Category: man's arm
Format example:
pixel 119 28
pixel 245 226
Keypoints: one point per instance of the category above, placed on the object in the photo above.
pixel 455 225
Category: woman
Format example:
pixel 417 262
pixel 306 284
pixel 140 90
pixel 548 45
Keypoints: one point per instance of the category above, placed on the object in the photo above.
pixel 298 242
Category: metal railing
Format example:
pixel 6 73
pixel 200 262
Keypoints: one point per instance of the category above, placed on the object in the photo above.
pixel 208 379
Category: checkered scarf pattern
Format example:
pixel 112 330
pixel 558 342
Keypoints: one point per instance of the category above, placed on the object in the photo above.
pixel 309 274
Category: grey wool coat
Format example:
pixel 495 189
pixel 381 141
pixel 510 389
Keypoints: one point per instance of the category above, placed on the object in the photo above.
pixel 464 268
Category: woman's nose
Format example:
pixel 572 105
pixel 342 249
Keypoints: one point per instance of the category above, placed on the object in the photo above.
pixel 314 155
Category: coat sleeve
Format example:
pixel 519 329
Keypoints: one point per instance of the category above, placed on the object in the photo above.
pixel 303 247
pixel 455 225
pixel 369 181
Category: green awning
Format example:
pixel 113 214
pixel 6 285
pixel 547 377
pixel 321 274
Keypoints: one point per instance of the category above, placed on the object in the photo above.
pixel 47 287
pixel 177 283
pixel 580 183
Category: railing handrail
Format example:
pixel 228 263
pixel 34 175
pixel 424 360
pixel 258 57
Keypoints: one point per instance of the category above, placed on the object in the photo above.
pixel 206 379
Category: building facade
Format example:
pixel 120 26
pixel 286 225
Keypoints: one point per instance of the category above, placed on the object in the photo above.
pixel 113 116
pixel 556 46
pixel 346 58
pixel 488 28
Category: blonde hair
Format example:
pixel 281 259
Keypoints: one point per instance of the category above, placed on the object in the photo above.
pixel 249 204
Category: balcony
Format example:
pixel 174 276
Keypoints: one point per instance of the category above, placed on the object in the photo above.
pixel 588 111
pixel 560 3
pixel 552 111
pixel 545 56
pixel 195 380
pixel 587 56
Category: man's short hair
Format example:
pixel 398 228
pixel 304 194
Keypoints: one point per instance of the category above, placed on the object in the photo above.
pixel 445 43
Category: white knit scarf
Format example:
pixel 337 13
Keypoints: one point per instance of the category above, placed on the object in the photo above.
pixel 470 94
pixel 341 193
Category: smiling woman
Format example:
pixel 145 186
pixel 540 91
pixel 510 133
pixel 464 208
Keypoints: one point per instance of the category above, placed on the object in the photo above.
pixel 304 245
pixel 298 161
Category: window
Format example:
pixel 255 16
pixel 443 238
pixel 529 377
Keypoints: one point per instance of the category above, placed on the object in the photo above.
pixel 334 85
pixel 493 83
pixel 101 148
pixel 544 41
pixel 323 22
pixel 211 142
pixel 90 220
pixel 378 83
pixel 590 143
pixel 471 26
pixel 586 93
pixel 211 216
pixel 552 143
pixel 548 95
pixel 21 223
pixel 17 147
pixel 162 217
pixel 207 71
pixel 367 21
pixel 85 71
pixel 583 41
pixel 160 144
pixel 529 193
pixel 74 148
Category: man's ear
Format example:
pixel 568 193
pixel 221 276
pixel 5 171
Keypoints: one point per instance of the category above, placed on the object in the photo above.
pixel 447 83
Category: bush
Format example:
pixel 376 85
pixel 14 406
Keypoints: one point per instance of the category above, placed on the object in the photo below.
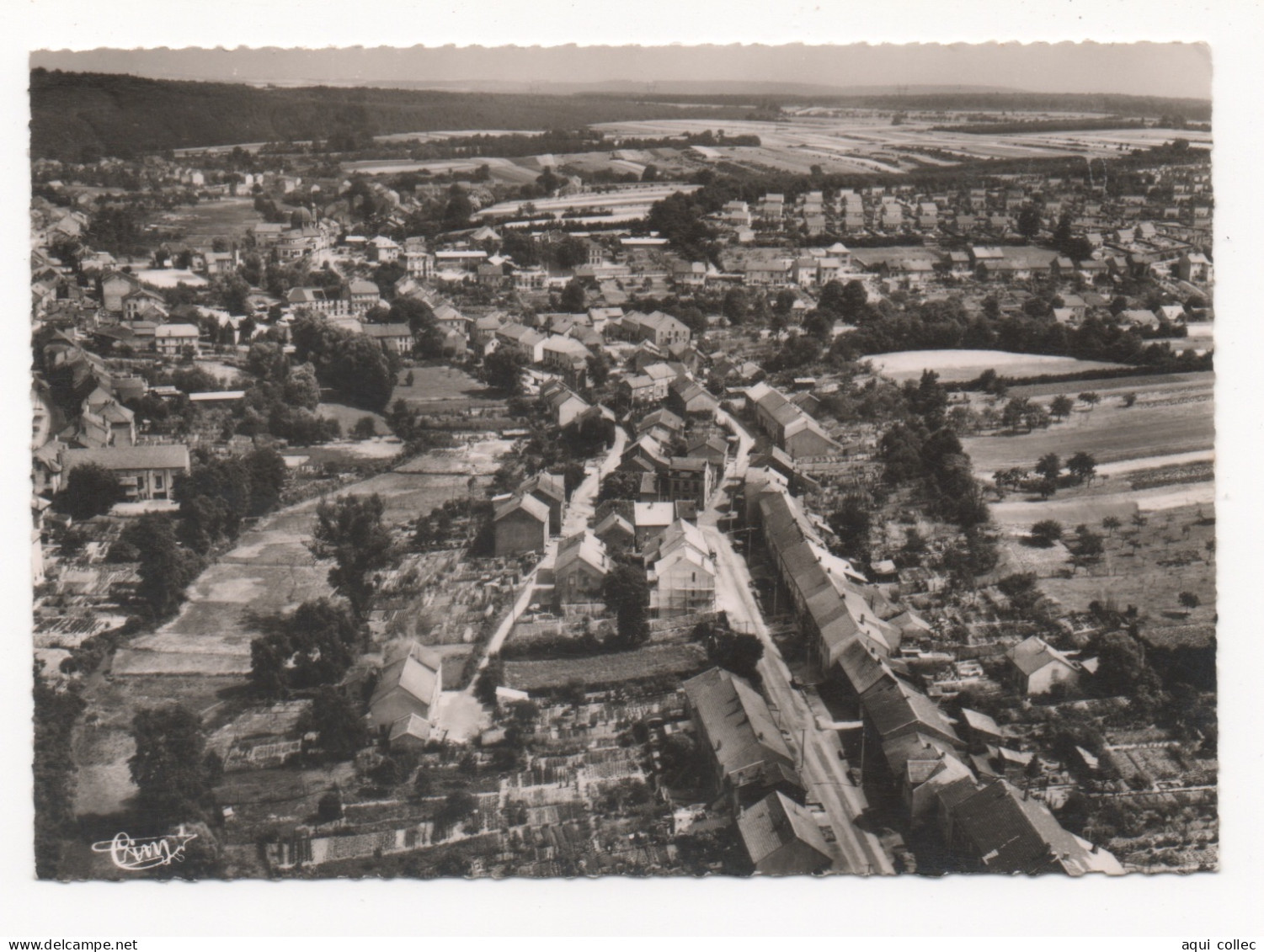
pixel 1046 533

-- -- --

### Task description:
Could you swap "Format example" for "Sample format" in the entries, starting at the line that has "Category: woman's nose" and stopping after the line that has "pixel 445 43", and return only those lines with nothing else changed?

### Solution for this problem:
Category: woman's nose
Sample format:
pixel 572 105
pixel 342 249
Keypoints: one point per instance of the category above, placed on the object in the photo above.
pixel 314 155
Category: coat sleeve
Sample format:
pixel 519 329
Keypoints: one point per instance of the category above, placed on the object in the photo above.
pixel 303 247
pixel 455 225
pixel 369 181
Category: green awning
Sample format:
pixel 113 214
pixel 6 285
pixel 547 377
pixel 321 274
Keypoints: one point per instance of the category above, placed on the object in the photo above.
pixel 47 287
pixel 177 283
pixel 580 183
Category: railing handrail
Sample format:
pixel 228 263
pixel 34 175
pixel 424 360
pixel 258 57
Keypoints: one point per instance of the category above, placed on the object in the photo above.
pixel 206 379
Category: building facade
Sample format:
pixel 120 26
pixel 286 225
Keypoints: one point per instance of the category above, placed on the object in the photo above.
pixel 113 116
pixel 556 46
pixel 346 58
pixel 488 28
Category: blonde hair
Sample format:
pixel 281 259
Keypoints: one point per instance of the category above, placed on the object in the photo above.
pixel 249 204
Category: balcony
Sample format:
pixel 174 276
Keypoints: one point per instance of the category above, placed on the object in the photo above.
pixel 588 111
pixel 560 3
pixel 552 111
pixel 545 56
pixel 195 380
pixel 587 56
Category: man's short hair
Sample format:
pixel 398 228
pixel 304 194
Keypoints: one point per instance of the category above, placed on the object in the photo above.
pixel 445 43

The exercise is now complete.